**SELECTED PASSAGE:**
┌────────
# Probe2

This is a CCTBX re-implementation of the Richardson Labs' Probe program from https://github.com/rlabduke/probe
It is named probe2 so that it can be built and used alongside the original probe (which can still be built as
a module) during regression testing.  It is intended that future development and maintenance will happen
on Probe2 and not on the original code base.

**Notes:**
* Probe2 requires the chem_data modules from Phenix.

## C++ Classes

The C++ classes, wrapped for use in Python, make use of CCTBX and Boost structures and define all of
their classes and functions in the molprobity::probe C++ namespace.  These are wrapped in Python and
can be imported as **mmtbx_probe_ext**.  As described below, the use of the Helpers.create*() functions
is preferred to constructing these objects directly because it handles all Probe Phil parameters, including
any that are added in the future.

* **Common.h:** Definition of the type of floating-point number to be used as a coordinate (Coord) and of
a three-dimensional **Point** representation to be used internally.

* **SpatialQuery.*:** Defines a **SpatialQuery** class that can be used to quickly determine how many atoms
are within a specified minimum and maximum distance from a point in space.  Atoms can be dynamically added
and removed from the structure to support rapid queries in a system where some atoms are moving (this is
needed by Reduce2).

* **DotSpheres.*:** Defines a **DotSphere** class that will evenly place dots on the surface of a sphere with
specified radius and a **DotSphereCache** class that constructs DotSpheres with specified radii, only making
a single sphere for any radius.
└────────
**WRITTEN TASK 1:** Using the Probe2 description, decide whether each statement agrees with it: (a) Probe2 needs the chem_data modules from Phenix; (b) the original probe can no longer be built; (c) the DotSphereCache class makes a new sphere every time a radius is asked for. Answer yes or no for each and quote the words from the description that settle it.
The records that come next have nothing to do with the text.

(Items for identifying locations)
┌────────
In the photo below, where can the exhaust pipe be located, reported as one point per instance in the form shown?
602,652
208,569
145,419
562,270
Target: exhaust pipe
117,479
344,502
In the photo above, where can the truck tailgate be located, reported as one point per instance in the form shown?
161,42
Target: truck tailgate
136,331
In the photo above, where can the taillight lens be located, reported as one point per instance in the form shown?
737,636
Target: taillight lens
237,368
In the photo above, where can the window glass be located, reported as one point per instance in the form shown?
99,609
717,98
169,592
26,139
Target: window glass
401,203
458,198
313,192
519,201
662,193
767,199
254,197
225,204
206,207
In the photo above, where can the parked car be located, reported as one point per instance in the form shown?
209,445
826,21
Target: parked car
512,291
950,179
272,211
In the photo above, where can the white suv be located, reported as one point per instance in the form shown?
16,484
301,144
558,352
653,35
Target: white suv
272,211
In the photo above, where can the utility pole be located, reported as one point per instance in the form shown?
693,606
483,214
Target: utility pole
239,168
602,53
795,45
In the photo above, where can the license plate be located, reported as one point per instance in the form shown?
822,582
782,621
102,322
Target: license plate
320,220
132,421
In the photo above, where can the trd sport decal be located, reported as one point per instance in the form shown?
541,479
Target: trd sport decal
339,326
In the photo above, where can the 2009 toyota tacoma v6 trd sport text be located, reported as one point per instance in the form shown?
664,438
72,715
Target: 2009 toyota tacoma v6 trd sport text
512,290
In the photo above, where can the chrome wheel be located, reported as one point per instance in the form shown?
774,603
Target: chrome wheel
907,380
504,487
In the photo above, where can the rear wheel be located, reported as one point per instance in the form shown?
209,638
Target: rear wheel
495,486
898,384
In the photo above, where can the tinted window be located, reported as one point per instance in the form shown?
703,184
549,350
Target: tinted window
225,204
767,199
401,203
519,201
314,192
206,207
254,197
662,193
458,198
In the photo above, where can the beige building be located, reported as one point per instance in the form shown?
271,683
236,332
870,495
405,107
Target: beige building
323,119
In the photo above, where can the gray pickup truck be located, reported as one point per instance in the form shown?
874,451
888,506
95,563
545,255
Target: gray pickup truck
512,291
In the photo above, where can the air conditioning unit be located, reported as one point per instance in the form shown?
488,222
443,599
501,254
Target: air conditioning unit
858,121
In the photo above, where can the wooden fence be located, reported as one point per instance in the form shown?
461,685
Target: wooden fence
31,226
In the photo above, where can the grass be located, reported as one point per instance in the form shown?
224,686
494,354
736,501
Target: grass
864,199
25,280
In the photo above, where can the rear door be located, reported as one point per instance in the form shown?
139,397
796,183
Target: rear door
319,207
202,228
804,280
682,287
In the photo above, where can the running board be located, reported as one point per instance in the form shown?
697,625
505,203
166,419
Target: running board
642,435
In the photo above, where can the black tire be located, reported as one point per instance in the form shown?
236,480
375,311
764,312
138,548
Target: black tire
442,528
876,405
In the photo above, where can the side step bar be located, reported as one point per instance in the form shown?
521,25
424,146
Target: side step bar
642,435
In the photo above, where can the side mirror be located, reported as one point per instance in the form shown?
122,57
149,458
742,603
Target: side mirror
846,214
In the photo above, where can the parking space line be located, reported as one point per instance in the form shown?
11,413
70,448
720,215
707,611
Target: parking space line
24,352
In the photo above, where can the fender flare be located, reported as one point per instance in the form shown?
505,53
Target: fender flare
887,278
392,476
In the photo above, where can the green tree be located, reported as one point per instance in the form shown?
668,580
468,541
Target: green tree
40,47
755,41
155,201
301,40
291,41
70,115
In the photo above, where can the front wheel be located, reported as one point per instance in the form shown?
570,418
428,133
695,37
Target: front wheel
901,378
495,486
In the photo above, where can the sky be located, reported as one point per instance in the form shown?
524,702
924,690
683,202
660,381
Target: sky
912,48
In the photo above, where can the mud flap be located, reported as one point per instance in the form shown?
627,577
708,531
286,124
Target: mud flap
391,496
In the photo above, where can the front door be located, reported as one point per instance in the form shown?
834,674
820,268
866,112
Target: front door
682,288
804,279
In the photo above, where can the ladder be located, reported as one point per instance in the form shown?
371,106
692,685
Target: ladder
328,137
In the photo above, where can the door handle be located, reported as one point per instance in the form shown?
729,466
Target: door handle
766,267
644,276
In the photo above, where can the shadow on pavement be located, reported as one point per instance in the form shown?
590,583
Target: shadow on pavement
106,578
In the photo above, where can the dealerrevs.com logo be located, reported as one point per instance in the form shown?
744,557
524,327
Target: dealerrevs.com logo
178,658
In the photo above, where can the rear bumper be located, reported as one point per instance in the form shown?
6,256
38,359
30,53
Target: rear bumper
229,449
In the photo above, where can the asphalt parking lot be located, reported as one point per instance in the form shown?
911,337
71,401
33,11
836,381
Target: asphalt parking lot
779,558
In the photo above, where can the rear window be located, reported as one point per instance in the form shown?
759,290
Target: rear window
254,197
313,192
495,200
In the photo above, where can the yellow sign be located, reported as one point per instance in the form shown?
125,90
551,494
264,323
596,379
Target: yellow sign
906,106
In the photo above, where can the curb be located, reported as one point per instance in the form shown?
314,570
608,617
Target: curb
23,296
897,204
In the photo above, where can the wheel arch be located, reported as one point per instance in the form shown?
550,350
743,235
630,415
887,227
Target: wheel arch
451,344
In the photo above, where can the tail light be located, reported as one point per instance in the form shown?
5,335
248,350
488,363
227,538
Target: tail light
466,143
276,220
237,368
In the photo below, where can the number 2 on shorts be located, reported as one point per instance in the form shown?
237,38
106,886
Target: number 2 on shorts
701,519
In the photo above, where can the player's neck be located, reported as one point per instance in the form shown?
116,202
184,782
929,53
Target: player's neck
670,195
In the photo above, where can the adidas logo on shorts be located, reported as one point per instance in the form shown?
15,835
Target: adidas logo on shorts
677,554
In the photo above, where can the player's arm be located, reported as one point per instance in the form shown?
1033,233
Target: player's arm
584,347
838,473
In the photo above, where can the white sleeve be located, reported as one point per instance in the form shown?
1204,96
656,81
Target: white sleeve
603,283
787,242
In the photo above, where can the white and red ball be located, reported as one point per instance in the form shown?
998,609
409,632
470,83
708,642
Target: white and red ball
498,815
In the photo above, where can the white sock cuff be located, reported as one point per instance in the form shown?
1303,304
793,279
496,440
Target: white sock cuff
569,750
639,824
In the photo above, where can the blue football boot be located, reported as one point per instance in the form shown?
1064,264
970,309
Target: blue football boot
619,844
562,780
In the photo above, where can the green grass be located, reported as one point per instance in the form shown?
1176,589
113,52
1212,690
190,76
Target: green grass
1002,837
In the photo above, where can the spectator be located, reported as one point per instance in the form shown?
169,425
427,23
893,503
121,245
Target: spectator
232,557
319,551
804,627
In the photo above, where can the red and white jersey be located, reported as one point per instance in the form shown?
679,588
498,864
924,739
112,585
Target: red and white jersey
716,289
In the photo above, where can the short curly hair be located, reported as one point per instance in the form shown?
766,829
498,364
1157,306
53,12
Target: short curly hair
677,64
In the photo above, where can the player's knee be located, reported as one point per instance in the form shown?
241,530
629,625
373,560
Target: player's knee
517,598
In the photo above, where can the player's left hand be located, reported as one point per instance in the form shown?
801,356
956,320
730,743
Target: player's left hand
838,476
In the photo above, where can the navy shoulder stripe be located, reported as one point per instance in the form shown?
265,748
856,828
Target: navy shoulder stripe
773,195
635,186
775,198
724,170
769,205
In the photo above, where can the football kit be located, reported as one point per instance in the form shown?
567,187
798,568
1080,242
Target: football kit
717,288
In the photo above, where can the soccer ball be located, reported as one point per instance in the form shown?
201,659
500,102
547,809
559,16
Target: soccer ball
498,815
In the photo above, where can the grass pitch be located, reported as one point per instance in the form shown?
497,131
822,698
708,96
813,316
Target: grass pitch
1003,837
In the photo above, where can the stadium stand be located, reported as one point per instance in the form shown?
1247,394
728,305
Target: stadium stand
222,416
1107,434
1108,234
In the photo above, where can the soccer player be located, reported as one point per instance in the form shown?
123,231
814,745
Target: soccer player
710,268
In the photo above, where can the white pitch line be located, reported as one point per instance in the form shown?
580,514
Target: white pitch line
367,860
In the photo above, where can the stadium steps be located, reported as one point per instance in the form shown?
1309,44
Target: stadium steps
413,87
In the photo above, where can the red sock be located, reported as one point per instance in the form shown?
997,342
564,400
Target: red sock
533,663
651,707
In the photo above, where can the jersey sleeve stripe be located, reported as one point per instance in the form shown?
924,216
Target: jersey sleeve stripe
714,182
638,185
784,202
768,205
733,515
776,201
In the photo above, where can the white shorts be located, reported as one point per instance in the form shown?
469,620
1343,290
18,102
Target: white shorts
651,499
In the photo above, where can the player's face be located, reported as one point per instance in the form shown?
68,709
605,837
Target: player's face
└────────
**WRITTEN TASK 2:** List every line in the records above that contains the string "curb". Case counts.

**FINAL ANSWER 1:**
(a) Yes: "Probe2 requires the chem_data modules from Phenix."
(b) No: "which can still be built as a module"
(c) No: "only making a single sphere for any radius"

**FINAL ANSWER 2:**
In the photo above, where can the curb be located, reported as one point per instance in the form shown?
Target: curb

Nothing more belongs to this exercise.